* Aim of the exercise:
Number each of the following entries in order, leaving out any blank lines.
====
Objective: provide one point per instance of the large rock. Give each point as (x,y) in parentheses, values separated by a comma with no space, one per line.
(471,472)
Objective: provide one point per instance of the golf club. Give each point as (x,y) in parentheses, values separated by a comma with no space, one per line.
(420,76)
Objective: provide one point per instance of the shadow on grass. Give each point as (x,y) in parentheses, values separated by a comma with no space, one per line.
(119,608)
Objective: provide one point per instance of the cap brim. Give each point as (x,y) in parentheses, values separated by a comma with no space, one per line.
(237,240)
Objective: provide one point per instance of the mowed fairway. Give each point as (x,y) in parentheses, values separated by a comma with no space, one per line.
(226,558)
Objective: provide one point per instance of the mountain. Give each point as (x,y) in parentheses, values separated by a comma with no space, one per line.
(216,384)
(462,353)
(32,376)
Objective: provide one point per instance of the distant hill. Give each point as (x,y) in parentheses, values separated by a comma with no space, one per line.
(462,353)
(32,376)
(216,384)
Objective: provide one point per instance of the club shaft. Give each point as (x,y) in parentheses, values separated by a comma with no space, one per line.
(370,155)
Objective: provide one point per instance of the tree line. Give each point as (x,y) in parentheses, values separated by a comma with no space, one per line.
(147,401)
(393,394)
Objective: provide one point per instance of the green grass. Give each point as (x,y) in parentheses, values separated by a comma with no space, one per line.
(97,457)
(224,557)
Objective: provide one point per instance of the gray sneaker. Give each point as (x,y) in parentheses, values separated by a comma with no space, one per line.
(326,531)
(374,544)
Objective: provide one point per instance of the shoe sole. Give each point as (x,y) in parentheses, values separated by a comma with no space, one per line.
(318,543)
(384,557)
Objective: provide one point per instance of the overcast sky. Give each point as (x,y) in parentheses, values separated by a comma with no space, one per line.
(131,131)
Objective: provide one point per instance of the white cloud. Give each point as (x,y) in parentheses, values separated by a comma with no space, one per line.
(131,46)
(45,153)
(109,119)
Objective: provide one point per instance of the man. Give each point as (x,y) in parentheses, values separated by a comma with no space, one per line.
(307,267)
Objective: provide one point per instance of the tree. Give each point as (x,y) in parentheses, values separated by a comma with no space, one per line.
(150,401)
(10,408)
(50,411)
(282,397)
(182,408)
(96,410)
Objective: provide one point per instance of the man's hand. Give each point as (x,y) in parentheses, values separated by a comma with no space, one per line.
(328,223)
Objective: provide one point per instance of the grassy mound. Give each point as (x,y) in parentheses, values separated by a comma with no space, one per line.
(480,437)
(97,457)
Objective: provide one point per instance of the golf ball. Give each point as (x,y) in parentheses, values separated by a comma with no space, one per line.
====
* Written response:
1. Objective: provide one point per instance of the large rock. Give each point as (x,y) in parentheses, values separated by a comma with no space, one per line.
2. (471,472)
3. Objective: provide one point per instance of the golf club. Give each point as (x,y) in parentheses, values separated by a comma with no space, one per line.
4. (420,76)
5. Objective: provide one point per instance of the shadow on grass. Give each point as (x,y) in parentheses, values separated by a comma with no space, one per line.
6. (119,608)
7. Objective: provide one point per instance of the cap brim. Give each point as (x,y) in parentheses, values separated by a comma with no space, one per line.
8. (237,240)
9. Objective: provide one point per instance of the mowed fairway. Give each point as (x,y) in parentheses, values separated by a comma with no space, one per line.
10. (226,558)
11. Objective: provide one point per instance of the mountain. Give each point as (x,y) in parentheses, values separated by a comma with no space, one per line.
12. (216,384)
13. (462,353)
14. (32,376)
15. Objective: provide one point per instance of the distant hill. Give each point as (x,y) in parentheses, values separated by a comma with no space, one per line.
16. (462,353)
17. (32,376)
18. (216,384)
19. Objective: provide one point per instance of the club shaft. Give each point as (x,y) in parentheses, values separated by a comma with no space, one per line.
20. (370,155)
21. Objective: provide one point per instance of the tree line. Give each point as (x,y) in parentheses, values separated by a comma with no space, one per line.
22. (147,401)
23. (393,394)
24. Objective: provide one point per instance of the green grass. Give each point as (x,y) in parentheses, values separated by a comma with no space, one per line.
25. (97,457)
26. (224,557)
27. Objective: provide one point per instance of the gray sneaker. Give each point as (x,y) in parentheses, values separated by a comma with no space, one per line.
28. (326,531)
29. (374,544)
30. Objective: provide one point per instance of the shoe sole. Give each point as (x,y) in parentheses, values separated by a comma with no space, one per line.
31. (318,543)
32. (384,557)
33. Objective: provide one point per instance of the overcast sky. Give each point as (x,y) in parentheses, values separated by a comma with no space, one per line.
34. (131,131)
35. Objective: provide one point per instance of the white cloud. Give each point as (x,y) in parentheses, values separated by a comma with no space, one per line.
36. (131,46)
37. (45,153)
38. (109,119)
39. Objective: provide one point per instance of the man. Give each point as (x,y) in parentheses, values separated by a comma with no space, one per line.
40. (307,267)
41. Objective: provide one point per instance of the tree. Give each point as (x,y) in parentheses, values separated by a comma with no space, one per line.
42. (150,401)
43. (10,408)
44. (50,411)
45. (282,397)
46. (182,408)
47. (96,410)
48. Objective: provide one point per instance of the man's hand. Give each point as (x,y) in parentheses, values separated by a comma with no space, one per line.
49. (328,223)
50. Objective: provide one point per instance of the grassy mound. Give each point as (x,y) in parentheses, values separated by a comma with no space, one per line.
51. (480,437)
52. (97,457)
53. Objective: provide one point per instance of the golf ball. Give each point as (x,y) in parentheses, values separated by a comma with no space, one per line.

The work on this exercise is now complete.